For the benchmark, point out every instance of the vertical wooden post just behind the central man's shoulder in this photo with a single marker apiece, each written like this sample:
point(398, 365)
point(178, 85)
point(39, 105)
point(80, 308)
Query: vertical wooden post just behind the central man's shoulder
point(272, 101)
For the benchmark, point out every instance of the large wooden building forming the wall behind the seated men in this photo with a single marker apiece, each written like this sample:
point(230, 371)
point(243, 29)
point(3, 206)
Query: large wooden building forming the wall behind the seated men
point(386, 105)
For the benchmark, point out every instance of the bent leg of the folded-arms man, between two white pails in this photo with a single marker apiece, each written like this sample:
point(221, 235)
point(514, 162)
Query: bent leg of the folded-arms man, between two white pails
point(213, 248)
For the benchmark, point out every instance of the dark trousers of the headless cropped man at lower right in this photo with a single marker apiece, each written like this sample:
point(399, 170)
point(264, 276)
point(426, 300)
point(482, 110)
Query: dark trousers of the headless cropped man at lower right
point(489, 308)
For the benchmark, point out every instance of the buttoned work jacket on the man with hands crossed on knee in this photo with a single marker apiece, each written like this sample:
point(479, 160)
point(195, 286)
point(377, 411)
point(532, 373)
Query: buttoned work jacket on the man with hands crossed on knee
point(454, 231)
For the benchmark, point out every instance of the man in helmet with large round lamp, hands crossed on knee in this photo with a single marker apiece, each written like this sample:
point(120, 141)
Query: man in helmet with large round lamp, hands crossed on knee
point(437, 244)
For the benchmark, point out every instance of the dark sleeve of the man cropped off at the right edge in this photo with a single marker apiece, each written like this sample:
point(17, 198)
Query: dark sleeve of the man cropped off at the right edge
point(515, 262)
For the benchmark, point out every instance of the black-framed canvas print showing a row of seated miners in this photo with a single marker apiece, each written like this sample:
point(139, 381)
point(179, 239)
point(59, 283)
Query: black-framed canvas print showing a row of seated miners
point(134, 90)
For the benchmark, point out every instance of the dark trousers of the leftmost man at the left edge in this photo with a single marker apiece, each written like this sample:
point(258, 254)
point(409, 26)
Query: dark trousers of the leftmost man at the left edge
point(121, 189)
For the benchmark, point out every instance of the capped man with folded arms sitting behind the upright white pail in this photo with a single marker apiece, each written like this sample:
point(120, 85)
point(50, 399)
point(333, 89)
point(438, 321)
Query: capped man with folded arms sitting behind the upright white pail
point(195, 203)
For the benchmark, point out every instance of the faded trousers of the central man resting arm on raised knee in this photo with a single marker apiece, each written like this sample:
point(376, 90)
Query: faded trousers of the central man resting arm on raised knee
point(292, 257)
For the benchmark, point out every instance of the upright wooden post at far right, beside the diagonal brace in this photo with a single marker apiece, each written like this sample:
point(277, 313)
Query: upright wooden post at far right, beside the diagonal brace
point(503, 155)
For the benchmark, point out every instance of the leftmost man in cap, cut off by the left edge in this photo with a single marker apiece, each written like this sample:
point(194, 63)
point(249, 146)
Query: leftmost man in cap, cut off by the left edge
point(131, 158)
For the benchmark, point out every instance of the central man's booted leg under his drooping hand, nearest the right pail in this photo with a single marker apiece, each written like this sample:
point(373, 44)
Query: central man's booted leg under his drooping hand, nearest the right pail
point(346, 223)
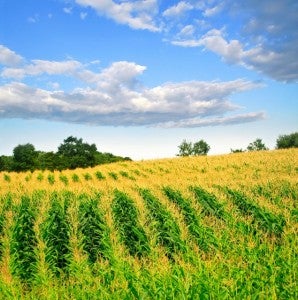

========================================================================

_Your goal_
Reproduce every entry word for word, but omit the pictures.

_Answer box_
For the benchmark, point out every instance of the vertical wooden post just behind the central man's shoulder in this photo with a single marker apiece, each written like this sample:
point(398, 365)
point(178, 85)
point(39, 105)
point(80, 308)
Query: vertical wooden post just behind the central man's shoulder
point(272, 101)
For the benchmark, point out every instance of the large wooden building forming the wall behind the seated men in this photo with a single marker apiece, each written like this sample:
point(230, 371)
point(243, 29)
point(3, 206)
Query: large wooden building forming the wall behind the seated men
point(386, 105)
For the benchmark, point out every instance of the bent leg of the folded-arms man, between two white pails in this photo with a single marker apiece, each written like this sample:
point(221, 235)
point(514, 162)
Query: bent leg of the folded-arms man, between two white pails
point(213, 248)
For the benchmark, point out every instance of the dark trousers of the headless cropped man at lower right in this photo with a single marker apiece, each written like this sample:
point(399, 170)
point(264, 276)
point(426, 300)
point(482, 110)
Query: dark trousers of the headless cropped man at lower right
point(489, 308)
For the benchmark, point out every instance of the buttoned work jacket on the man with hands crossed on knee in this photo with a single marker apiece, each written like this sample:
point(479, 160)
point(195, 286)
point(377, 411)
point(532, 373)
Query: buttoned work jacket on the man with hands crossed on knee
point(454, 231)
For the benchmark, point out every instance of the man in helmet with large round lamp, hands crossed on knee in this photo with a single marker apiece, each written like this sample:
point(120, 141)
Query: man in helmet with large round lamp, hands crossed on knee
point(437, 244)
For the benchmark, point out every instance of the dark sleeve of the man cropped off at the right edge in this photo with a single marker apiece, each written like this sample:
point(17, 198)
Query: dark sleeve of the man cropped off at the right edge
point(515, 262)
For the benchmark, point out every instance of the black-framed canvas print showing a row of seated miners in this photo with a single marker apiece, each written like this sample:
point(139, 381)
point(179, 239)
point(59, 283)
Query: black-framed canvas print showing a row of seated miners
point(134, 90)
For the benchmark, point out every instance of the dark trousers of the leftmost man at the left edge in this photo with a single marker apiece, each written like this sample:
point(258, 254)
point(409, 26)
Query: dark trousers of the leftmost man at the left edge
point(121, 189)
For the benchmark, point out every instance of the capped man with folded arms sitting behind the upright white pail in this photo with a single marker apiece, each written like this sample:
point(120, 85)
point(50, 399)
point(333, 89)
point(438, 321)
Query: capped man with folded arms sitting behind the upright white pail
point(195, 203)
For the benchmark, point out every instance of the faded trousers of the central man resting arm on raised knee in this photo with a single marker apiece, each written like this sample:
point(376, 90)
Query: faded trousers of the central man resting arm on raised knee
point(292, 257)
For the benchmark, point out every instance of the upright wooden post at far right, beside the diagonal brace in this photo with a single marker apiece, each written like this sample:
point(277, 313)
Query: upright wooden post at far right, beside the diagonal brace
point(503, 155)
For the benchmark, point out every instance of the leftmost man in cap, cut off by the left edge in this photo with a single marker apiece, each written like this sample:
point(194, 63)
point(249, 146)
Query: leftmost man in cap, cut off by the left edge
point(131, 158)
For the benchmark, point out every instance of the central man's booted leg under his drooping hand, nearest the right pail in this photo with a single marker apiece, each written like this sample:
point(373, 44)
Query: central man's booted leg under his drooping hand, nearest the right pail
point(346, 223)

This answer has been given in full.